What the task asks: The whole listing is to be written out again exactly; the pictures are not.
(Information given begins)
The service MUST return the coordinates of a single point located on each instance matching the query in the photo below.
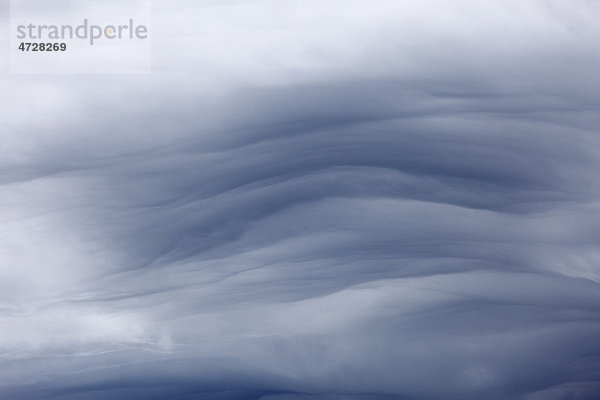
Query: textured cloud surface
(311, 200)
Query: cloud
(403, 204)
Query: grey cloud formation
(401, 206)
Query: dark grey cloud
(414, 217)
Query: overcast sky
(312, 200)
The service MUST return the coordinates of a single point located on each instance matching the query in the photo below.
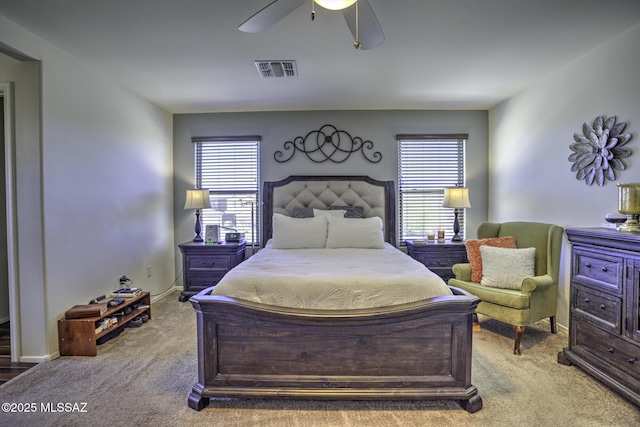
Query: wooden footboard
(419, 350)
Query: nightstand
(439, 257)
(204, 265)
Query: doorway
(8, 283)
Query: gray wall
(531, 176)
(93, 181)
(381, 127)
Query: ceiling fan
(359, 15)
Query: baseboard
(39, 359)
(166, 293)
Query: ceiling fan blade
(369, 29)
(269, 15)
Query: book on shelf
(126, 292)
(85, 310)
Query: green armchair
(538, 297)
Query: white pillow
(365, 233)
(329, 212)
(299, 233)
(506, 267)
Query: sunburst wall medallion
(599, 150)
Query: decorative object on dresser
(204, 265)
(599, 150)
(79, 336)
(604, 317)
(513, 298)
(328, 143)
(457, 198)
(197, 199)
(438, 257)
(629, 205)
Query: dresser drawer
(197, 262)
(598, 307)
(200, 281)
(609, 349)
(598, 269)
(432, 255)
(Information given ends)
Solution to this exercise:
The service MUST return the coordinates of a single point located on each instance matching the query in the photo below.
Query: textured cloud surface
(311, 200)
Query: cloud
(403, 204)
Query: grey cloud formation
(401, 206)
Query: dark grey cloud
(414, 217)
Query: overcast sky
(312, 200)
The service MUST return the coordinates of a single point located on each instance matching the query in the photo below.
Query: wooden footboard
(419, 350)
Query: nightstand
(439, 257)
(204, 265)
Query: doorway
(8, 283)
Query: gray wall
(531, 176)
(93, 181)
(381, 127)
Query: ceiling fan
(359, 15)
Query: baseboard
(39, 359)
(166, 293)
Query: ceiling fan blade
(369, 29)
(269, 15)
Query: book on shelf
(126, 292)
(85, 310)
Query: green armchair
(538, 297)
Query: white pillow
(365, 233)
(329, 212)
(299, 233)
(506, 267)
Query: sunburst wall medallion
(599, 150)
Query: decorative object on dresser
(204, 265)
(599, 150)
(79, 336)
(604, 317)
(513, 298)
(328, 143)
(457, 198)
(197, 199)
(438, 257)
(629, 205)
Query: dresser drawer
(197, 262)
(598, 307)
(200, 281)
(609, 349)
(598, 269)
(432, 255)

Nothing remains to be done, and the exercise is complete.